#### Data extracts

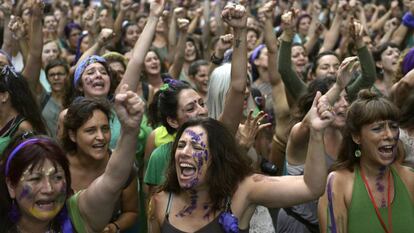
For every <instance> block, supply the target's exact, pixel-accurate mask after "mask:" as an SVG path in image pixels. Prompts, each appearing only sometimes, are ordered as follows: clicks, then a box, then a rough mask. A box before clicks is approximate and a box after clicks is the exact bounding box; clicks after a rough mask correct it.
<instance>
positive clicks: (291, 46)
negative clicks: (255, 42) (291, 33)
mask: <svg viewBox="0 0 414 233" xmlns="http://www.w3.org/2000/svg"><path fill="white" fill-rule="evenodd" d="M291 56H292V42H286V41H282V43H281V45H280V50H279V59H278V60H279V73H280V77H281V78H282V81H283V84H284V85H285V88H286V90H287V91H288V93H289V94H290V95H291V96H292V98H293V99H294V100H295V101H296V100H298V99H299V98H300V97H301V96H302V95H303V94H305V93H306V89H307V85H306V83H305V82H303V80H302V79H300V78H299V76H298V74H297V73H296V72H295V71H294V70H293V68H292V60H291V59H290V57H291Z"/></svg>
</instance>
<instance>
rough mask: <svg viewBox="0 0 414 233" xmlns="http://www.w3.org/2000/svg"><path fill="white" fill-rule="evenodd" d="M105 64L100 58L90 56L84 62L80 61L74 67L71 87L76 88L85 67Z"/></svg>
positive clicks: (78, 82) (100, 58) (85, 67)
mask: <svg viewBox="0 0 414 233" xmlns="http://www.w3.org/2000/svg"><path fill="white" fill-rule="evenodd" d="M96 62H99V63H106V60H105V59H104V58H102V57H100V56H96V55H92V56H89V57H87V58H86V59H85V60H83V61H81V62H80V63H79V65H78V66H77V67H76V70H75V75H74V78H73V87H74V88H76V87H77V86H78V83H79V79H80V78H81V76H82V74H83V72H84V71H85V69H86V67H88V65H90V64H92V63H96Z"/></svg>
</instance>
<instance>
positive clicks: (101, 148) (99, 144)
mask: <svg viewBox="0 0 414 233" xmlns="http://www.w3.org/2000/svg"><path fill="white" fill-rule="evenodd" d="M105 146H106V143H97V144H93V145H92V148H94V149H104V148H105Z"/></svg>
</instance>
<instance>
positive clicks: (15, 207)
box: [8, 199, 20, 223]
mask: <svg viewBox="0 0 414 233" xmlns="http://www.w3.org/2000/svg"><path fill="white" fill-rule="evenodd" d="M8 216H9V219H10V220H11V221H12V222H13V223H17V222H18V221H19V218H20V212H19V207H17V205H16V202H15V200H14V199H12V206H11V208H10V212H9V213H8Z"/></svg>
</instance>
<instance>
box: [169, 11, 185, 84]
mask: <svg viewBox="0 0 414 233" xmlns="http://www.w3.org/2000/svg"><path fill="white" fill-rule="evenodd" d="M189 23H190V22H189V21H188V20H187V19H184V18H179V19H177V26H178V30H179V31H180V35H179V37H178V43H177V46H176V48H175V55H174V60H173V64H172V66H171V67H170V69H169V71H168V73H169V74H170V75H171V77H173V78H174V79H179V78H180V73H181V70H182V68H183V65H184V53H185V43H186V41H187V30H188V24H189Z"/></svg>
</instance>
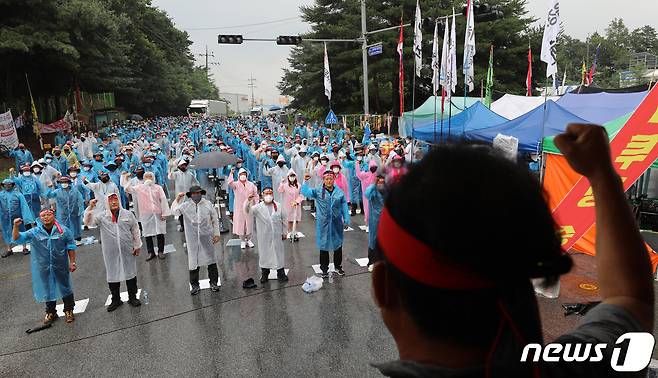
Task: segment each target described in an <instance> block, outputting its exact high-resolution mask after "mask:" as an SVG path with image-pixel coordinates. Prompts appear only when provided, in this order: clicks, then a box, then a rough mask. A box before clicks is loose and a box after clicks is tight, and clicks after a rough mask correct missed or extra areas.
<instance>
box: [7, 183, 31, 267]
mask: <svg viewBox="0 0 658 378" xmlns="http://www.w3.org/2000/svg"><path fill="white" fill-rule="evenodd" d="M2 186H3V187H4V190H3V191H2V192H0V223H1V224H2V240H3V241H4V242H5V245H6V246H7V251H6V252H5V253H4V254H2V257H3V258H4V257H9V256H11V255H12V254H13V252H12V251H11V247H12V246H13V245H14V244H16V243H14V240H13V238H12V229H13V222H14V219H18V218H22V219H23V221H24V222H25V224H32V223H34V216H33V215H32V210H30V206H29V205H28V204H27V201H26V200H25V196H23V194H22V193H21V192H20V191H18V190H17V189H15V187H16V184H15V183H14V180H12V179H5V180H4V181H2ZM20 228H21V231H25V226H23V225H21V226H20ZM23 253H24V254H26V255H27V254H29V253H30V252H29V251H28V249H27V248H26V247H25V246H23Z"/></svg>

########

__Your assignment__: Tell how many lines of the data above hold the string "before". The number alone is the answer.

__Task output__: 2